# Artigo
----------

A sociedade brasileira, aos olhos de qualquer leigo, até minutos antes das rebeliões das ruas, bem poderia ser comparada a um edifício que está com sua base inteiramente comprometida, produto de uma arquitetura social confusa e, por conseguinte, necessitada de indispensáveis reparos, podendo desabar a qualquer hora.
Daqui deste espaço exíguo, cheguei a dizer que em 500 anos de história, o Brasil de vida em vida, no máximo, deixou o estágio de vidas secas (Graciliano Ramos) para alcançar o patamar de vidas patéticas (rea-lismo pós-moderno). Vidas inúteis.
No Brasil três quartos da riqueza existentes estão concentrados nas mãos de apenas 10% da população. Isto é, riquezas imensuráveis continuam nas mãos de poucos enquanto a miséria é privilégio de muitos. O consolo é saber que já foi pior!
Alguém pode dizer que essa “desigualdade esmagadora” é a realidade da história da humanidade, com tendência a se perpetuar, pois que chegou até aqui debaixo de grande dilema, o dilema do paradoxo humano, na minha ótica sem solução terrena, da convivência dos domi-nadores, ricos e poderosos, com os dominados, pobres e miseráveis, e das diferenças entre países de primeiro mundo com países emergentes do terceiro mundo. Desigualdade, aprofun-dada no Brasil, pelo perverso sistema tributário em vigor.
Entretanto, os meus ânimos se arrefeciam e quedavam-se à luz dos argumentos de humanistas históricos, pedindo que se dê um desconto para esses males, uma vez que a sociedade não foi organizada por legisladores filósofos, sociólogos ou teólogos, com base em princípios certos. A sociedade não é produto da lógica, com suas regras de silogismo, mas da história; é o trabalho contínuo das gerações, de acordo com múltiplas necessidades sempre em mudança. Por essa razão, suas bases são arbitrárias e, por serem arbitrárias: Caóticas!
O levante ou os manifestos das ruas rompeu com homem-massa, letárgico e despercebido quanto à cultura e as instituições em que vive, e suas realidades precárias. Neste caso, portanto, agia como um irresponsável; um especialista incapaz de enfrentar um problema geral; decidido em rejeitar a discussão. Afeito às imposições vulgares, impunha vulgaridade como direito e o direito à vulgaridade.

----------

# Dados apresentados
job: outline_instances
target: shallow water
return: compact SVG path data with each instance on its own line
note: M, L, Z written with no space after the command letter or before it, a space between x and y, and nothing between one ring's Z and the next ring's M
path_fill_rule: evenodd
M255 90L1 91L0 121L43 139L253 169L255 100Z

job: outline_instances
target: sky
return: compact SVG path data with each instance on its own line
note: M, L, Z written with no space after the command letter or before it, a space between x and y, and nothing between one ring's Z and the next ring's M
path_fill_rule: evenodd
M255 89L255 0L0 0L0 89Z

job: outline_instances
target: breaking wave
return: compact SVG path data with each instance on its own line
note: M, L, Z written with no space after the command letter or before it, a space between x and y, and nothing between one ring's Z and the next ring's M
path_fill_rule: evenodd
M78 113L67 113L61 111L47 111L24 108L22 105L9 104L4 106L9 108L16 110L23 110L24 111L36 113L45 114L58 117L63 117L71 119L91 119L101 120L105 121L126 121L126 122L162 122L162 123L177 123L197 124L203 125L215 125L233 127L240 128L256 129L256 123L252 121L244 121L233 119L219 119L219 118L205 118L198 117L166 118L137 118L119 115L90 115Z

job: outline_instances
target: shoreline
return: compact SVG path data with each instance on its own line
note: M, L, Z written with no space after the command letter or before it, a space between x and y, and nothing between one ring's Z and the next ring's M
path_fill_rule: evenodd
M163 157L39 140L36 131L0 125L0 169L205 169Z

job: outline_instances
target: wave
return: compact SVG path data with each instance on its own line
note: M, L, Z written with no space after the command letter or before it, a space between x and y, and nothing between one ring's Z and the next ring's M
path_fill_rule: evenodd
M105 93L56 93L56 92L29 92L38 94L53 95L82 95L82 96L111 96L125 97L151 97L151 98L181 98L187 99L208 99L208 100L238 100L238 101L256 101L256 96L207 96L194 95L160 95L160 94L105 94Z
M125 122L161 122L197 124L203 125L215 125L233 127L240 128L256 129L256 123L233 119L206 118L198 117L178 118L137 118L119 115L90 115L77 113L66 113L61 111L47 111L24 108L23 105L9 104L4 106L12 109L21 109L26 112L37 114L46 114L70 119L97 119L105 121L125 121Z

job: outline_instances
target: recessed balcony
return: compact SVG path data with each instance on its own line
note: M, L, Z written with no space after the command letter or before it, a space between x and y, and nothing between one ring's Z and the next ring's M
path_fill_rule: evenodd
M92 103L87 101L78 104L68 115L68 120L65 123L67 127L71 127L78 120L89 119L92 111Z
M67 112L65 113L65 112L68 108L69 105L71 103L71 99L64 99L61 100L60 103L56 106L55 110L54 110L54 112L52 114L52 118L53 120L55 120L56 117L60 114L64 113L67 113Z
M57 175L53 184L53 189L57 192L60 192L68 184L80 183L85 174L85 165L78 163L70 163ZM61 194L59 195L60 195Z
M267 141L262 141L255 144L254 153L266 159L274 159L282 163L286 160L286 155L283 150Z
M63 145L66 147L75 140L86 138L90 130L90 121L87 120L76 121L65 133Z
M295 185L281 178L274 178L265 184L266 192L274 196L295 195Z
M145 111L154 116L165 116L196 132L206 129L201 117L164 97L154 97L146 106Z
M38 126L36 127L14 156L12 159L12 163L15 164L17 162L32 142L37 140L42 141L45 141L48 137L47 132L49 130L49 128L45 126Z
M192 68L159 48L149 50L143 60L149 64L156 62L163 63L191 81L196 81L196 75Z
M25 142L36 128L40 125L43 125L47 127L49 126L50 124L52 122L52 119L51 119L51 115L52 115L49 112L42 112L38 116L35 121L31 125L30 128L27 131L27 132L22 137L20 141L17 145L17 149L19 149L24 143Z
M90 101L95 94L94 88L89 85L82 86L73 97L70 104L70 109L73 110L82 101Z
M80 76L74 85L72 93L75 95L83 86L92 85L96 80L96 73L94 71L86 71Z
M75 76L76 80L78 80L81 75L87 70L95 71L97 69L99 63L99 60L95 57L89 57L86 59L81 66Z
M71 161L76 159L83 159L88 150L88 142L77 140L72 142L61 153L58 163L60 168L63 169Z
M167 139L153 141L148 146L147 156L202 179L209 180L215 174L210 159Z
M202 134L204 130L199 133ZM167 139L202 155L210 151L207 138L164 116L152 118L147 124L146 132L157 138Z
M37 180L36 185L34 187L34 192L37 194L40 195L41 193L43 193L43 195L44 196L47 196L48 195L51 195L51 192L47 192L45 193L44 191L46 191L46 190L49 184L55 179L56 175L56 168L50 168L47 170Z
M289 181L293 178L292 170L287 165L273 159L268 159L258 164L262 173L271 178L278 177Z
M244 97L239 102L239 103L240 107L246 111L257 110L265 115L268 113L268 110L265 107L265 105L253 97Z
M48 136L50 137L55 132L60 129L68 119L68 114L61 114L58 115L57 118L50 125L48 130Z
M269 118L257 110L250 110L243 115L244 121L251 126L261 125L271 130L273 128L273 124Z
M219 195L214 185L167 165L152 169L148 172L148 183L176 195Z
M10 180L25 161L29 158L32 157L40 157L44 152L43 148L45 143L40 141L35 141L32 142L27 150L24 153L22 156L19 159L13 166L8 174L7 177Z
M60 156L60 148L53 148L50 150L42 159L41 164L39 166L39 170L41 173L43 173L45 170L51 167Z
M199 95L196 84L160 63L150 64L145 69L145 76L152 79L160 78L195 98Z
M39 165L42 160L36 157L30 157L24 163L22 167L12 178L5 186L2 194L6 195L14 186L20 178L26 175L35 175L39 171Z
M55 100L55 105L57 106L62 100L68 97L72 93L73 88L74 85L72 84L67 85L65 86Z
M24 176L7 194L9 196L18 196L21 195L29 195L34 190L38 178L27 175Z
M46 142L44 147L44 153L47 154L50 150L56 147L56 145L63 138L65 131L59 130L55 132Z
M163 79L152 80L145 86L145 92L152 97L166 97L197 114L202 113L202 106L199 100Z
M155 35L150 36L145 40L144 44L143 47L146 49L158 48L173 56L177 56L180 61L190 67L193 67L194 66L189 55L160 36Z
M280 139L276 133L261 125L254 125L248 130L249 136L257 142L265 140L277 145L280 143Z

----------

# Instrução 1
Responda com base no artigo:
(a) A que a sociedade brasileira é comparada antes das rebeliões das ruas?
(b) Que parcela da riqueza do Brasil está concentrada nas mãos de 10% da população?
(c) De acordo com o artigo, a sociedade é produto de quê, em vez da lógica?
# Instrução 2
Resuma o artigo em duas frases.

# Resolução 1
(a) A um edifício com a base inteiramente comprometida, que pode desabar a qualquer hora.
(b) Três quartos da riqueza existente.
(c) Da história.

# Resolução 2
O artigo compara a sociedade brasileira a um edifício de base comprometida e aponta uma desigualdade esmagadora, com três quartos da riqueza nas mãos de 10% da população, aprofundada pelo sistema tributário em vigor. Também afirma que a sociedade é produto da história, e não da lógica, por isso tem bases arbitrárias, e que o levante das ruas rompeu com o homem-massa letárgico.